● **Extract provided**:
42.           Postponement of meetings

 

The Secretary may postpone any general meeting called in accordance with the provisions of these Bye-laws (other than a meeting requisitioned under these Bye-laws) provided that notice of postponement is given to each Member before the time for such meeting.  Fresh notice of the date, time and place for the postponed meeting shall be given to each Member in accordance with the provisions of these Bye-laws.

 

43.           Quorum for general meeting

 

The presence of two or more persons representing, in person or by proxy, not less than a majority of the voting power represented by the shares entitled to vote thereat shall constitute a quorum for the transaction of business at any general meeting.

 

44.           Adjournment of meetings

 

(1)           Any general meeting, annual or special, whether or not a quorum is present, may be adjourned from time to time by the vote of the majority of the voting power represented by the shares represented at the meeting, either in person or by proxy, but in the absence of a quorum no other business may be transacted at that meeting.

 

(2)           When any general meeting, either annual or special, is adjourned to another time or place, notice need not be given of the adjourned meeting if the date, time and place are announced

 

15



 

at a meeting at which the adjournment occurs, unless a new record date for the adjourned meeting is fixed, or unless the adjournment is for more than thirty (30) days from the date set for the original meeting, in which case the Board shall set a new record date.  Notice of any such adjourned meeting, if required, shall be given to each Member of record entitled to vote at the adjourned meeting in accordance with the provisions of Bye-law 39.  At any adjourned meeting the Company may transact any business that might have been transacted at the original meeting.

 

45.           Written resolutions

 

Subject to applicable law, no action required to be taken, or which may be taken, at any annual or special general meeting may be taken without a meeting, and the Members shall have no power to consent in writing, without a meeting, to the taking of any action.

 

46.           Attendance of Directors

 

The Directors of the Company shall be entitled to receive notice of and to attend and be heard at any general meeting.

 

47.           Limitation on voting rights of Controlled Shares

 

(1)           Every Member of record owning shares conferring the right to vote present in person or by proxy shall have one vote, or such other number of votes as may be specified in the terms of the issue and rights and privileges attaching to such shares or in these Bye-laws, for each such share registered in such Member’s name, provided that if and so long as the votes conferred by the Controlled Shares of any person constitute ten percent (10%) or more of the votes conferred by the issued shares of the Company, each issued share comprised in such Controlled Shares shall confer only a fraction of a vote that would otherwise be applicable according to the following formula:

 

{(T divided by 10)-1} divided by C.

● **Supplied data**:
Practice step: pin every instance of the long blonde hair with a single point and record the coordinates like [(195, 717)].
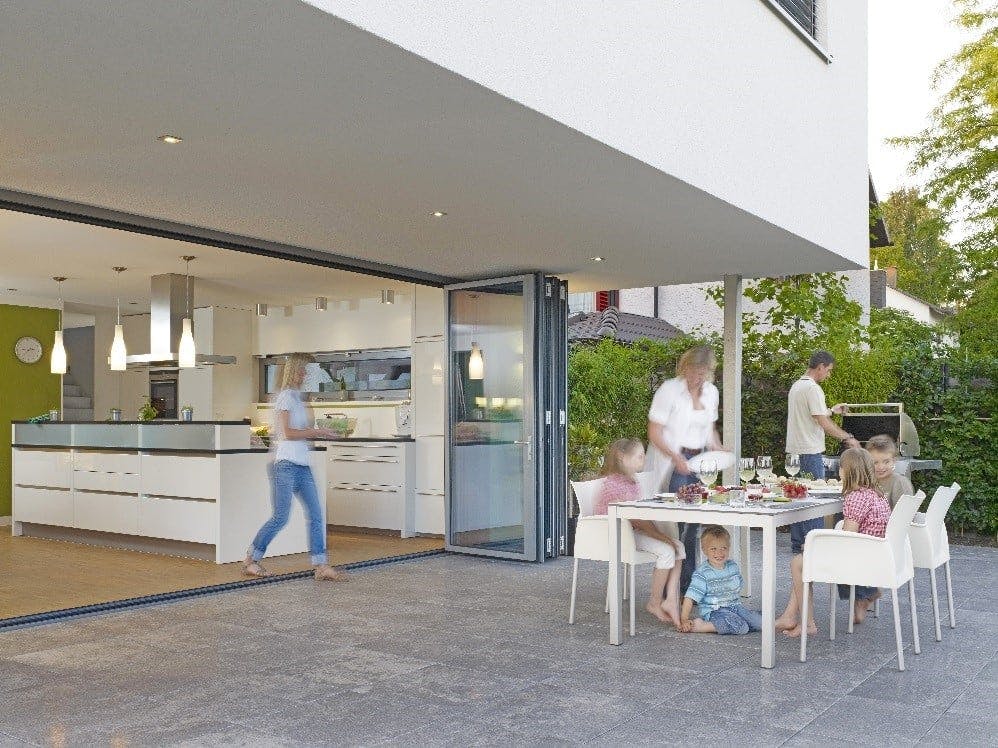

● **Exercises**:
A – In the bye-laws extract, after how many days from the original meeting date does an adjournment require the Board to set a new record date?
B – Reproduce the passage of the bye-laws extract starting at "42.           Postponement of" and ending at "of these Bye-laws.".

● **Solutions by task**:
A – More than thirty (30) days.

B –
42.           Postponement of meetings

 

The Secretary may postpone any general meeting called in accordance with the provisions of these Bye-laws (other than a meeting requisitioned under these Bye-laws) provided that notice of postponement is given to each Member before the time for such meeting.  Fresh notice of the date, time and place for the postponed meeting shall be given to each Member in accordance with the provisions of these Bye-laws.